>> START

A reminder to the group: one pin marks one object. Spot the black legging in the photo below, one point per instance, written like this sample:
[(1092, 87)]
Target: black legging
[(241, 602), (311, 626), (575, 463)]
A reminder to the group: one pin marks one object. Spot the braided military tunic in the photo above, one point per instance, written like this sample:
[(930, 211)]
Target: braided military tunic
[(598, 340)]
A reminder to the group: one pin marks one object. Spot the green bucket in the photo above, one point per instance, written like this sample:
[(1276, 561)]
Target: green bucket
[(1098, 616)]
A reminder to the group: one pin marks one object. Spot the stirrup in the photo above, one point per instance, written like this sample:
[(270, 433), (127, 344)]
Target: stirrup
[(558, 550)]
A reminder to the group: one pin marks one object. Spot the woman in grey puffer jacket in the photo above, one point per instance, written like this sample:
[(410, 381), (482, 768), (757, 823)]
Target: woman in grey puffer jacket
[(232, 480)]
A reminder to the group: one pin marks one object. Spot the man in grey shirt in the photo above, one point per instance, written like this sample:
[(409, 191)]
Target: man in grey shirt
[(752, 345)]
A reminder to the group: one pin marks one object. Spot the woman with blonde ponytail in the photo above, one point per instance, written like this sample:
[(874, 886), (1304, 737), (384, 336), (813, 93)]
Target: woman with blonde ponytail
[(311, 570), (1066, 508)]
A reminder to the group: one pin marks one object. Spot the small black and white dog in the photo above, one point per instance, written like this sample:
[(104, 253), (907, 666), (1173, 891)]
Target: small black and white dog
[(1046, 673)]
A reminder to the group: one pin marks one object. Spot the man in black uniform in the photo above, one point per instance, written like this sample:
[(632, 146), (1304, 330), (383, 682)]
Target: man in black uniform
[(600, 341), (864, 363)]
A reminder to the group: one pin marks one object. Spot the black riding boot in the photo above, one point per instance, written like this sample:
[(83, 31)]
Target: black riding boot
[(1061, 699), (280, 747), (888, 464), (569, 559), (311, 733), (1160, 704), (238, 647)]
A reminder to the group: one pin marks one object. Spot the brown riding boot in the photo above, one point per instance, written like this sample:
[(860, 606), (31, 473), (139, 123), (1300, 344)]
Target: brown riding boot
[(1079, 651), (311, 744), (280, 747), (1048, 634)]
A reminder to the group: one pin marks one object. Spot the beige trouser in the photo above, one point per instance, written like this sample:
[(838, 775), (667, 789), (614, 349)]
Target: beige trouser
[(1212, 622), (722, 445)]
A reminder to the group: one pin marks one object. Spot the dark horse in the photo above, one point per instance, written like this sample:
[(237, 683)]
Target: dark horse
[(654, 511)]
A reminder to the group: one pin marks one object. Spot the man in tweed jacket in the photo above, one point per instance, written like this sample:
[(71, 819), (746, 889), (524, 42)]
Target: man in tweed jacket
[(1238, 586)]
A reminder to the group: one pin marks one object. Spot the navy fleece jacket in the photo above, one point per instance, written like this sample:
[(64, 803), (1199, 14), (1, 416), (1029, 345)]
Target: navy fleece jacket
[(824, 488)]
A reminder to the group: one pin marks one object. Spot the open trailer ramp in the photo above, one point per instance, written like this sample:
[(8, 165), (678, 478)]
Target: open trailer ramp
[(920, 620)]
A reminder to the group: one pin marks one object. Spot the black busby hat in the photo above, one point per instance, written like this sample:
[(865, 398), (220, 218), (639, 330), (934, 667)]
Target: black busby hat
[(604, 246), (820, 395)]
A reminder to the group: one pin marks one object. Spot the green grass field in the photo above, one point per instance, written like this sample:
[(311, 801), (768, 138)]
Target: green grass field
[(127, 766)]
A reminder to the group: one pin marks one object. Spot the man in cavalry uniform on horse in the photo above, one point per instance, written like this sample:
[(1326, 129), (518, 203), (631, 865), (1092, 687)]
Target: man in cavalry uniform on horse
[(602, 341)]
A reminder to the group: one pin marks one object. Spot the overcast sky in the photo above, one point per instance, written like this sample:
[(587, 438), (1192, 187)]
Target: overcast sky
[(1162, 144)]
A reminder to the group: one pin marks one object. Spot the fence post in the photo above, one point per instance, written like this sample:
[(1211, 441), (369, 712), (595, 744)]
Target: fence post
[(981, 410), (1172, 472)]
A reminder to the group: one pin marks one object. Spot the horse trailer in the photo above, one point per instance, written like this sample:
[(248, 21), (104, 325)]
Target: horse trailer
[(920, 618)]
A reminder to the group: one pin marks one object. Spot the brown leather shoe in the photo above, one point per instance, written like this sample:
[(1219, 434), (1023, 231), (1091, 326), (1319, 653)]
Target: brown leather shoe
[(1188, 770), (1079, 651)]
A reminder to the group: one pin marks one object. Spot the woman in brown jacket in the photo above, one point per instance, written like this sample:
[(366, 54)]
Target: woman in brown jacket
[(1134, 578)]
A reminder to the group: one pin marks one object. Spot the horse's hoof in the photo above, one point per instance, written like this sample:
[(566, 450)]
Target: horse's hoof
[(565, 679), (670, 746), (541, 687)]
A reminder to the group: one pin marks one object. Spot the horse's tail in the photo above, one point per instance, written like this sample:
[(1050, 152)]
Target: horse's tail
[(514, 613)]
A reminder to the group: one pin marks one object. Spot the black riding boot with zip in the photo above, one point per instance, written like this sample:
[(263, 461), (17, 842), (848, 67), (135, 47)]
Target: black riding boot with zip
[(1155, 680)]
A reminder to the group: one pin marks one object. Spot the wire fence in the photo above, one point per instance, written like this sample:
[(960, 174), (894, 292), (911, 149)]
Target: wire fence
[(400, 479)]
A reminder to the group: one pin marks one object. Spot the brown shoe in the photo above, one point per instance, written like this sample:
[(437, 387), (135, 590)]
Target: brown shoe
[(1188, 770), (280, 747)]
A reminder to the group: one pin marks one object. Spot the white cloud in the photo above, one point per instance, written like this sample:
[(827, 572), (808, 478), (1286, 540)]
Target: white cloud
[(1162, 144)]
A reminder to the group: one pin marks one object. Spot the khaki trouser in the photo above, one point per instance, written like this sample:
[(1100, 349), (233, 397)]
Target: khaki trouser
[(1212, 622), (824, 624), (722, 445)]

>> END

- Stated task:
Quote all of the records above word for word, from the first line to the last.

- Response:
A reminder to the group: one pin marks one object. Spot the black legging in the photo below, one point per instance, written like this sample:
[(1092, 87)]
Target: black legging
[(241, 602), (311, 626), (575, 463)]
A reminder to the group: one pin marks one object. Spot the braided military tunic in the photo above, one point per instance, written like this sample:
[(930, 211)]
Target: braided military tunic
[(598, 340)]
A reminder to the group: one pin marks one object. Spot the green bucket in the photo above, one point per instance, written like this sample:
[(1276, 561)]
Target: green bucket
[(1098, 616)]
A reminder to the group: one pin marks one object. Spot the stirrup in the photo above, one point per instance, written like this sample:
[(270, 433), (127, 344)]
Target: stirrup
[(558, 550)]
A reminder to the group: one pin marks one object. Spot the woman in grey puffer jacket in the photo above, one point per instance, written like this sample:
[(410, 381), (482, 768), (757, 823)]
Target: woman in grey puffer jacket
[(232, 480)]
A reminder to the group: one pin marks one object. Spot the man in grey shirt in the photo above, one point per instance, written like this sample:
[(409, 191)]
Target: man in grey shirt
[(752, 345)]
A reminder to the group: one pin marks one object. Spot the woman with blonde ponytail in the photo above, one point per instance, written like this sample:
[(874, 886), (1304, 737), (384, 336), (813, 93)]
Target: woman with blonde ponytail
[(311, 570), (1066, 508)]
A reminder to the group: one pin marks one object. Spot the small black and white dog in the photo above, one point per instance, written like this sample:
[(104, 253), (907, 666), (1173, 891)]
Target: small black and white dog
[(1046, 673)]
A reminder to the group: one pin marks one object. Spot the man in black uniform in the photo above, one point per instance, written like this sample:
[(632, 146), (1304, 330), (383, 682)]
Target: man in black uniform
[(600, 341), (864, 363)]
A reminder to the group: one pin marks one object. Spot the black riding boot in the photo above, one point per instance, written like this sample:
[(83, 31)]
Target: black riding boot
[(1061, 699), (280, 747), (888, 464), (569, 559), (311, 733), (1160, 704), (238, 647)]
A reminder to the group: one pin marks one object. Spot the brown riding boot in the photo above, one point per instance, written like this sample:
[(860, 606), (31, 473), (139, 123), (1300, 344)]
Target: brown riding boot
[(1079, 651), (311, 744), (280, 747), (1048, 634)]
A reminder to the group: one pin marks one object. Spot the beige trouser in the photo above, one point per instance, written like this sample:
[(838, 775), (667, 789), (614, 349)]
Target: beige trouser
[(1212, 622), (722, 445)]
A reminder to the group: one pin marks one object. Spot the dark horse in the photo above, one point per instance, written like this sample:
[(237, 683)]
Target: dark horse
[(654, 511)]
A reminder to the group: one pin marks one object. Spot the man in tweed jacket in the photo above, one point per instance, written like this sample:
[(71, 819), (746, 889), (524, 42)]
Target: man in tweed jacket
[(1238, 586)]
A reminder to the group: one pin marks one object. Spot the navy fleece jacket in the photo above, one point per instance, written like this sample:
[(64, 803), (1199, 14), (1, 416), (1029, 345)]
Target: navy fleece jacket
[(824, 488)]
A reminder to the group: one pin marks one object. Spot the open trailer ramp in the photo above, one point per instance, written like this sample:
[(8, 165), (678, 478)]
Target: open trailer ramp
[(920, 620)]
A reminder to the group: one pin marks one object. Spot the black busby hat in the photo above, one point per instance, written like this sample:
[(865, 398), (220, 218), (639, 330), (934, 667)]
Target: black busby hat
[(604, 246), (820, 395)]
A reminder to the group: one pin marks one object. Spot the green grass field in the photo above, one point per instance, written like this sample:
[(311, 801), (768, 138)]
Target: green grass field
[(127, 766)]
A reminder to the group: one pin marks one object. Spot the man in cavalry uniform on horse in the photo above, one point per instance, written like this sample:
[(1326, 129), (518, 203), (631, 865), (1092, 687)]
Target: man in cavalry uniform on horse
[(602, 341)]
A reminder to the group: one pin marks one object. Spot the overcast sky in the photo above, one point per instance, written like this sample:
[(587, 438), (1192, 187)]
Target: overcast sky
[(1162, 144)]
A reminder to the group: one pin marks one object. Spot the fence post in the photo above, one point per instance, written like this sample:
[(1211, 441), (369, 712), (595, 744)]
Target: fence post
[(981, 410), (1172, 472)]
A reminder to the group: one pin marks one object. Spot the horse trailer in the photo above, one point per instance, written like this sample:
[(248, 21), (104, 325)]
Target: horse trailer
[(920, 618)]
A reminder to the group: one pin marks one object. Spot the brown leather shoe in the photo above, one point per instance, written like this sample:
[(1219, 434), (1023, 231), (1091, 326), (1319, 653)]
Target: brown leather shoe
[(1188, 770), (1079, 651)]
A reminder to the group: one pin marks one object. Spot the woman in brown jacket in the photo above, one point per instance, written like this sample:
[(366, 54)]
Target: woman in brown jacket
[(1134, 578)]
A reminder to the group: one pin marks one object. Spot the horse's hoof in the photo above, one point per instance, written like this sample:
[(566, 450)]
Target: horse's hoof
[(565, 679), (670, 746), (541, 687)]
A reminder to the group: one pin marks one object. Spot the horse's tail in the photo above, one point per instance, written like this sample:
[(1050, 152)]
Target: horse's tail
[(514, 613)]
A reminder to the group: one pin marks one object. Spot the black riding boot with zip in the photo above, one point per instance, written like this sample:
[(263, 461), (17, 842), (848, 67), (135, 47)]
Target: black riding boot with zip
[(1155, 680)]
A reminder to the group: one pin marks one object. Spot the wire fence in the photo above, one point per instance, written like this sample:
[(960, 174), (894, 292), (911, 149)]
Target: wire fence
[(400, 479)]
A reminder to the group: one pin marks one object. Spot the brown shoe in the photo above, one point per instance, written like this sample:
[(437, 387), (135, 590)]
Target: brown shoe
[(1188, 770), (280, 747)]
A reminder to the group: one pin marks one object. Spot the white cloud in the photo above, one point per instance, written like this sample:
[(827, 572), (808, 478), (1286, 540)]
Target: white cloud
[(1162, 144)]
A reminder to the group: one pin marks one object. Spot the khaki trouser in the photo above, one point per instance, written like this sample:
[(1100, 349), (233, 397)]
Target: khaki trouser
[(1212, 622), (824, 624), (722, 445)]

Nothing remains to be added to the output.